Now, thinking men understand the object of all this cry. It is prompted by the same spirit which we see manifested by the extremists almost throughout the civilized world. It is true there is a great

deal of oppression in the world, and these men see it and they wish to improve things, but do not know how; and instead of commencing to rectify what is wrong in their own hearts and in their own families, and then extend their influence for good to those immediately around them, instead of using moral suasion and showing a good example, they turn to and undertake to serve God like the devil, trying to right things the wrong way by casting down everything in the form of order and government, producing anarchy and ruin instead. Like the idiot who, because he himself was houseless, having to sleep on the doorstep of some rich man, put the torch to the rich man's palace and destroyed it. Fools can demolish and destroy; it requires wise men to build.

■ Extracted records ■
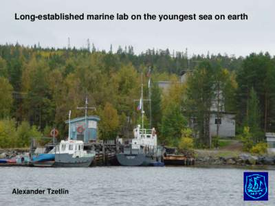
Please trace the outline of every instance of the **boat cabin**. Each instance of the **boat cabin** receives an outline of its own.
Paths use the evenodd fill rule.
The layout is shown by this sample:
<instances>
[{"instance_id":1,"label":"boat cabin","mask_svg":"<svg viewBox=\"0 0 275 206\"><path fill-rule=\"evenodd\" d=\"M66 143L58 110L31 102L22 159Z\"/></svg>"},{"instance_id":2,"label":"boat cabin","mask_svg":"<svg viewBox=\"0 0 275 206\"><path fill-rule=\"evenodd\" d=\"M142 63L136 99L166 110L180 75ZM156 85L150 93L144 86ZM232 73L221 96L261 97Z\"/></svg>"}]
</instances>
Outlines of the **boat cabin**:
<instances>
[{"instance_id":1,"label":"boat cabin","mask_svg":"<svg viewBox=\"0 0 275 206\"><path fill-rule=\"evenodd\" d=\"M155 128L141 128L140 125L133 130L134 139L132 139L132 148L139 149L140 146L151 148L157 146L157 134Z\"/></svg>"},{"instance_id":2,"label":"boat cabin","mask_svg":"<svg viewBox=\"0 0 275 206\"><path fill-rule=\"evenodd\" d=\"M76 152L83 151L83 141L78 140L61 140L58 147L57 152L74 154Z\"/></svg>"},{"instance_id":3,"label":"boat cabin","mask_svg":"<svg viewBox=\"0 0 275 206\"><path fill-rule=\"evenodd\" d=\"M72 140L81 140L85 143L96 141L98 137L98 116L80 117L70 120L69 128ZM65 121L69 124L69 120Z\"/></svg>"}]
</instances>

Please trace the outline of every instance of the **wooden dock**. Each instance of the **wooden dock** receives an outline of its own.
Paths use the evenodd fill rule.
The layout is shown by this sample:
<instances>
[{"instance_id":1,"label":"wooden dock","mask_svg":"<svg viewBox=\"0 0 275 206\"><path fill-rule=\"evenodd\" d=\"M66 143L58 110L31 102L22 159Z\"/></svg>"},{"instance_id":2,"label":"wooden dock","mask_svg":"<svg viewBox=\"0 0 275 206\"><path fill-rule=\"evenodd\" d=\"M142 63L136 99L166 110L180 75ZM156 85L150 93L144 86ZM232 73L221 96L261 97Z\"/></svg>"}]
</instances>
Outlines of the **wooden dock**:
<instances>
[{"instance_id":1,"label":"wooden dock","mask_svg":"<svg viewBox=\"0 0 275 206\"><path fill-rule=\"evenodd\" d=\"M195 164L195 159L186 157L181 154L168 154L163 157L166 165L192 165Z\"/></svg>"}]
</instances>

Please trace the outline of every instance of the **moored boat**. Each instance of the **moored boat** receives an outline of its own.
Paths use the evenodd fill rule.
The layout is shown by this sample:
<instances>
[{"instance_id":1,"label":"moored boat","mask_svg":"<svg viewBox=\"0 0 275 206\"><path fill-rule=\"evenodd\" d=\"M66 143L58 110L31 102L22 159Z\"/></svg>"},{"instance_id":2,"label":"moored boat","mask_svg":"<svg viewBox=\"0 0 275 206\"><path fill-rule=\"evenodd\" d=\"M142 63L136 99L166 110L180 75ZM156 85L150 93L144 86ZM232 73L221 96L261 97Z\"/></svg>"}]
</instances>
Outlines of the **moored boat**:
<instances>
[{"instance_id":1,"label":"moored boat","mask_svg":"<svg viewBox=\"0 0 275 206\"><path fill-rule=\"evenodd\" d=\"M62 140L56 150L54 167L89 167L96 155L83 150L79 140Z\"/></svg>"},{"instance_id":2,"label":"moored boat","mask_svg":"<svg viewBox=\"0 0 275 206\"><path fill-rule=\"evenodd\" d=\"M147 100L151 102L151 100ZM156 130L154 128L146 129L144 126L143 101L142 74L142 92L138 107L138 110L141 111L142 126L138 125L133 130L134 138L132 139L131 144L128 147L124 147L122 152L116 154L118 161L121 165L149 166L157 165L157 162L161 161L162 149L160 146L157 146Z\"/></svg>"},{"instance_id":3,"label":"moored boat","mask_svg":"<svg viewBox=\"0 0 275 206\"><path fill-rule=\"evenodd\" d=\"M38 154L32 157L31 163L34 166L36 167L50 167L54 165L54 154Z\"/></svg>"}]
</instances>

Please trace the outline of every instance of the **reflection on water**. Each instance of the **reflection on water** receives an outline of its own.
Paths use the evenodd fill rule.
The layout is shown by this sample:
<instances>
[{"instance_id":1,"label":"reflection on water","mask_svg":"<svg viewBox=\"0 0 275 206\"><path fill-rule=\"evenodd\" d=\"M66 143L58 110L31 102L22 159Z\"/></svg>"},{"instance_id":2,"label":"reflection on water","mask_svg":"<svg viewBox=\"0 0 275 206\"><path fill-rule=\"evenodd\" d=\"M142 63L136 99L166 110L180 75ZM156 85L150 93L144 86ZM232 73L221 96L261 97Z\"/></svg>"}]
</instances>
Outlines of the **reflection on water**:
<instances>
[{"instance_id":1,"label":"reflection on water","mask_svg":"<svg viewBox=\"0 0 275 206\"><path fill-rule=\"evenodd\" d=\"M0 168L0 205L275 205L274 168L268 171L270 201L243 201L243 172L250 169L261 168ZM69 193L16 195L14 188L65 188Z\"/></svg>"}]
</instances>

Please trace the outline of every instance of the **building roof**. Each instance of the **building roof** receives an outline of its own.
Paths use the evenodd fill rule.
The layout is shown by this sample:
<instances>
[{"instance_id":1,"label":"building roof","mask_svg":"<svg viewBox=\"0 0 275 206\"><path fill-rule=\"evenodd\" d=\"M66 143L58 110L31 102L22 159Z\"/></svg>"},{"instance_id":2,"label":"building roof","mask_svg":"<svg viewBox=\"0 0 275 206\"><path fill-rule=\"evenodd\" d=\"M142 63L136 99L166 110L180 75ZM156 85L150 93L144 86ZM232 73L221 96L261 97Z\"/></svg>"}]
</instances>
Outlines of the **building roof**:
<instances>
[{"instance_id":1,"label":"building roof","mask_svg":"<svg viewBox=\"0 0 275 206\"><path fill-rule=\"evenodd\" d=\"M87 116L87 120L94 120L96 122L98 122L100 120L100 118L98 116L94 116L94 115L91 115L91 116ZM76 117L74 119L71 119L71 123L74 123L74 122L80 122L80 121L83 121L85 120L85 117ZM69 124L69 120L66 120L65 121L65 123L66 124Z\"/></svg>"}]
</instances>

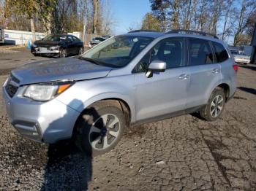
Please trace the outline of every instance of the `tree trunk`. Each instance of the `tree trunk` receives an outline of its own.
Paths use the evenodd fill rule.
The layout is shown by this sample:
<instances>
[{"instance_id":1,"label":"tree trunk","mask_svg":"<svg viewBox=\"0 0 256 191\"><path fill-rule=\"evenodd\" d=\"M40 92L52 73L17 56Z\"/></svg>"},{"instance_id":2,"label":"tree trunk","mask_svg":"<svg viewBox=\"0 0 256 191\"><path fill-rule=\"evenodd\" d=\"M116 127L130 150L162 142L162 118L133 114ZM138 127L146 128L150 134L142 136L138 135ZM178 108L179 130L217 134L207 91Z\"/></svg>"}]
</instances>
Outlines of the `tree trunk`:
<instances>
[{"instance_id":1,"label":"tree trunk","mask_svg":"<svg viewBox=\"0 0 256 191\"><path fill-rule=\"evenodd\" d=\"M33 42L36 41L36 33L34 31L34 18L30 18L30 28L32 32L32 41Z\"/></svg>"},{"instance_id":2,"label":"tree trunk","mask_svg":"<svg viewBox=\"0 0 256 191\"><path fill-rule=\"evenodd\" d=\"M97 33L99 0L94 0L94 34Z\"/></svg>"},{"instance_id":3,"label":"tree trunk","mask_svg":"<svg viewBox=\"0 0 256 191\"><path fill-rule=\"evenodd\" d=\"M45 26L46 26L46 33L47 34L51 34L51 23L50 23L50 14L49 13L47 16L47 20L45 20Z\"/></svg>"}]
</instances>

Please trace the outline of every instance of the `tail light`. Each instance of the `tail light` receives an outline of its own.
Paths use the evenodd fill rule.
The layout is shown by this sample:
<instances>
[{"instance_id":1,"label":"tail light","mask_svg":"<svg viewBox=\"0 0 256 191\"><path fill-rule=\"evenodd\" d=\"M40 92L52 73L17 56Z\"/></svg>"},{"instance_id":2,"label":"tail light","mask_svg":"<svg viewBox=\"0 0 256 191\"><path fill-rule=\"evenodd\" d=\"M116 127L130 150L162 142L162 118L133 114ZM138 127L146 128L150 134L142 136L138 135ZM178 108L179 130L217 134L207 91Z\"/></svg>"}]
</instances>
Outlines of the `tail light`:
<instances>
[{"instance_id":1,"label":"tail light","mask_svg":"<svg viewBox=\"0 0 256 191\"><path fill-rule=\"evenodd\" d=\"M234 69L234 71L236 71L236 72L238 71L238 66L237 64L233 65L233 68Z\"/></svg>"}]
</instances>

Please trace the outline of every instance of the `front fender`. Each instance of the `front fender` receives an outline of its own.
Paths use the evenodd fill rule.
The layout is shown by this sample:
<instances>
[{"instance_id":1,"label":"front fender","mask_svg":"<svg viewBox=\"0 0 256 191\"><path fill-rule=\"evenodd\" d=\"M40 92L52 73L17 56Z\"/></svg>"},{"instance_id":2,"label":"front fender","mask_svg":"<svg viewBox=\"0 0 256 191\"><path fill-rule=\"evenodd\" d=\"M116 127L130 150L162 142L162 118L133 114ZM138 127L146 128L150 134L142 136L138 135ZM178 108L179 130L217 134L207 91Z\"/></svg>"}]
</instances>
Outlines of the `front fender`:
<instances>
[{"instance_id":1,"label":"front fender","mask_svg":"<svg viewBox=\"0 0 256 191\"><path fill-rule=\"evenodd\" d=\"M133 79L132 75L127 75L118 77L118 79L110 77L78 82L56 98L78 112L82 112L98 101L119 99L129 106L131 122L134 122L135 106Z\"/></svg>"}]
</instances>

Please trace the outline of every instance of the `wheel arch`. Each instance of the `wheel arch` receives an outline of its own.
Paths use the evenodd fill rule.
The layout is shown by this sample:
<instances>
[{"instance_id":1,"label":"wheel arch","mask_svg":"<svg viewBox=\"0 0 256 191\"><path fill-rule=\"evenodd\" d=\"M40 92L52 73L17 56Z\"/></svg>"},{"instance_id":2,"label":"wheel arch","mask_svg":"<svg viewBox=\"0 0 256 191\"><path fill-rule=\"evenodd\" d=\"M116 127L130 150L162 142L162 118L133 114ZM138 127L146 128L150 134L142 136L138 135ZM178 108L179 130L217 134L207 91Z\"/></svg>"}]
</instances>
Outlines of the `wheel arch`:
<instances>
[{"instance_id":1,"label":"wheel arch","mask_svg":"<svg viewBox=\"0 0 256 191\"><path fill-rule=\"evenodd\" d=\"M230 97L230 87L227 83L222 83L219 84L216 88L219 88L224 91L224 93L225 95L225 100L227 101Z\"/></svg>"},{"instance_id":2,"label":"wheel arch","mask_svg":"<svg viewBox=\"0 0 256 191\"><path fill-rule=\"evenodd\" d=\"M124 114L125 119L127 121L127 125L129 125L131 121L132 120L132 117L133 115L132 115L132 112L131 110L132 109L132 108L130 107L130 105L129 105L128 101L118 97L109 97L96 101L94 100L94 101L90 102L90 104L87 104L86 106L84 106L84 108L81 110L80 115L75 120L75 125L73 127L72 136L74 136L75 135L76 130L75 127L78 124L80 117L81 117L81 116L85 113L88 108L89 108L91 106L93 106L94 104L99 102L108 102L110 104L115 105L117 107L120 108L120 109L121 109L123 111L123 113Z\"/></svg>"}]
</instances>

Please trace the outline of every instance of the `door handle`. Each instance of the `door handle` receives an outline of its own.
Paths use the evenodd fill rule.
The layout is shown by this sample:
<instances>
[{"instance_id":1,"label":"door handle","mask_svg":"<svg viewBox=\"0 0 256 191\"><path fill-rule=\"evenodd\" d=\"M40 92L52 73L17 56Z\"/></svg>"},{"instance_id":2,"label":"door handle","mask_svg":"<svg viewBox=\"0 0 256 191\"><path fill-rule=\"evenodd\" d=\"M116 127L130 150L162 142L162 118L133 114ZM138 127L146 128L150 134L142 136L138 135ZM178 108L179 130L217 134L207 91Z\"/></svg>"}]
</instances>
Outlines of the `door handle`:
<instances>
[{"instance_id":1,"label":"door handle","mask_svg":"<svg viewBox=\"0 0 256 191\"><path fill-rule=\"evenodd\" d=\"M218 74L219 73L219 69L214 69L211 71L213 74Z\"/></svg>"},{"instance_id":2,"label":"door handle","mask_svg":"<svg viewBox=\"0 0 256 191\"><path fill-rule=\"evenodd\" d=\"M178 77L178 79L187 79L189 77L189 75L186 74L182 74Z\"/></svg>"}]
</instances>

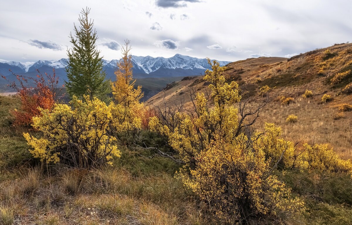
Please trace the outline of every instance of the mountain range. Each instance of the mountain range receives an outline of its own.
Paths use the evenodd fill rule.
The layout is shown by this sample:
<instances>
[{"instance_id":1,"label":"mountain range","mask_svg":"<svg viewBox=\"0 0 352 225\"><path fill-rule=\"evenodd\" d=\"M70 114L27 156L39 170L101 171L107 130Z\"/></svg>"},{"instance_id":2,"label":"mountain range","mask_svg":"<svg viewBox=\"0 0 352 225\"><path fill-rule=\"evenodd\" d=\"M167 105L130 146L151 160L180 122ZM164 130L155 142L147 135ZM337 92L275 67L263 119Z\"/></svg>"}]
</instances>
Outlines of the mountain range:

■ Problems to work on ■
a) Reproduce the passage on extremists between "deal of oppression" and "men to build.", inclusive.
b) Answer these questions from the passage on extremists:
(i) According to the passage, what spirit prompts the cry?
(ii) Where did the idiot have to sleep?
(iii) What does the passage say it requires wise men to do?

■ Task-by-task results ■
a)
deal of oppression in the world, and these men see it and they wish to improve things, but do not know how; and instead of commencing to rectify what is wrong in their own hearts and in their own families, and then extend their influence for good to those immediately around them, instead of using moral suasion and showing a good example, they turn to and undertake to serve God like the devil, trying to right things the wrong way by casting down everything in the form of order and government, producing anarchy and ruin instead. Like the idiot who, because he himself was houseless, having to sleep on the doorstep of some rich man, put the torch to the rich man's palace and destroyed it. Fools can demolish and destroy; it requires wise men to build.

b)
(i) The same spirit manifested by the extremists almost throughout the civilized world.
(ii) On the doorstep of some rich man.
(iii) To build.